>> Start

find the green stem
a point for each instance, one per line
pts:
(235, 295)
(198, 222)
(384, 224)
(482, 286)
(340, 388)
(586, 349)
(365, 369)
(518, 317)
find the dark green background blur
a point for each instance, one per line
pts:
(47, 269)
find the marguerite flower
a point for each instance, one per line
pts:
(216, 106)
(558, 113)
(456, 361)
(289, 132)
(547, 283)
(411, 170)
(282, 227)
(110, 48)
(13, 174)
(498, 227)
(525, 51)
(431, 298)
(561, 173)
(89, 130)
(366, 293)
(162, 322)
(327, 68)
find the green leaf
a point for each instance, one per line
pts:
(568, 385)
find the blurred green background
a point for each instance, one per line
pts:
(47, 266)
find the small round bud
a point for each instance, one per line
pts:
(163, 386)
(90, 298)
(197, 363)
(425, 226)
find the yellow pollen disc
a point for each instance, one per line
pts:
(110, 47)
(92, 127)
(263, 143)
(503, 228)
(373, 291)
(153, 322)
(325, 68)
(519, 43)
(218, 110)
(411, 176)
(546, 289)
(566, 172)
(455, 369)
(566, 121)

>> End

Reproduce every one of the rows above verbatim, in their original order and without any alteration.

find the green stem
a point for each instance, one per line
pts:
(235, 295)
(198, 222)
(384, 224)
(482, 286)
(340, 388)
(586, 349)
(365, 369)
(518, 317)
find the dark green background blur
a point for each instance, one per line
pts:
(47, 269)
find the marguerite flower
a point for each instance, one per line
pts:
(216, 106)
(558, 113)
(456, 361)
(289, 132)
(547, 283)
(411, 170)
(282, 227)
(110, 48)
(13, 174)
(498, 227)
(525, 51)
(431, 298)
(561, 173)
(89, 130)
(366, 293)
(162, 322)
(327, 68)
find the green leaf
a point for each instance, one per line
pts:
(568, 385)
find the blurred green background
a point for each instance, one per line
pts:
(47, 266)
find the small round bud
a point for each instance, one per line
pts:
(163, 386)
(90, 298)
(197, 363)
(425, 226)
find the yellow pollen disc
a point for each instance, one per line
pts:
(110, 47)
(92, 127)
(263, 143)
(503, 228)
(373, 291)
(153, 322)
(325, 68)
(519, 43)
(218, 110)
(411, 176)
(546, 289)
(566, 172)
(455, 369)
(566, 121)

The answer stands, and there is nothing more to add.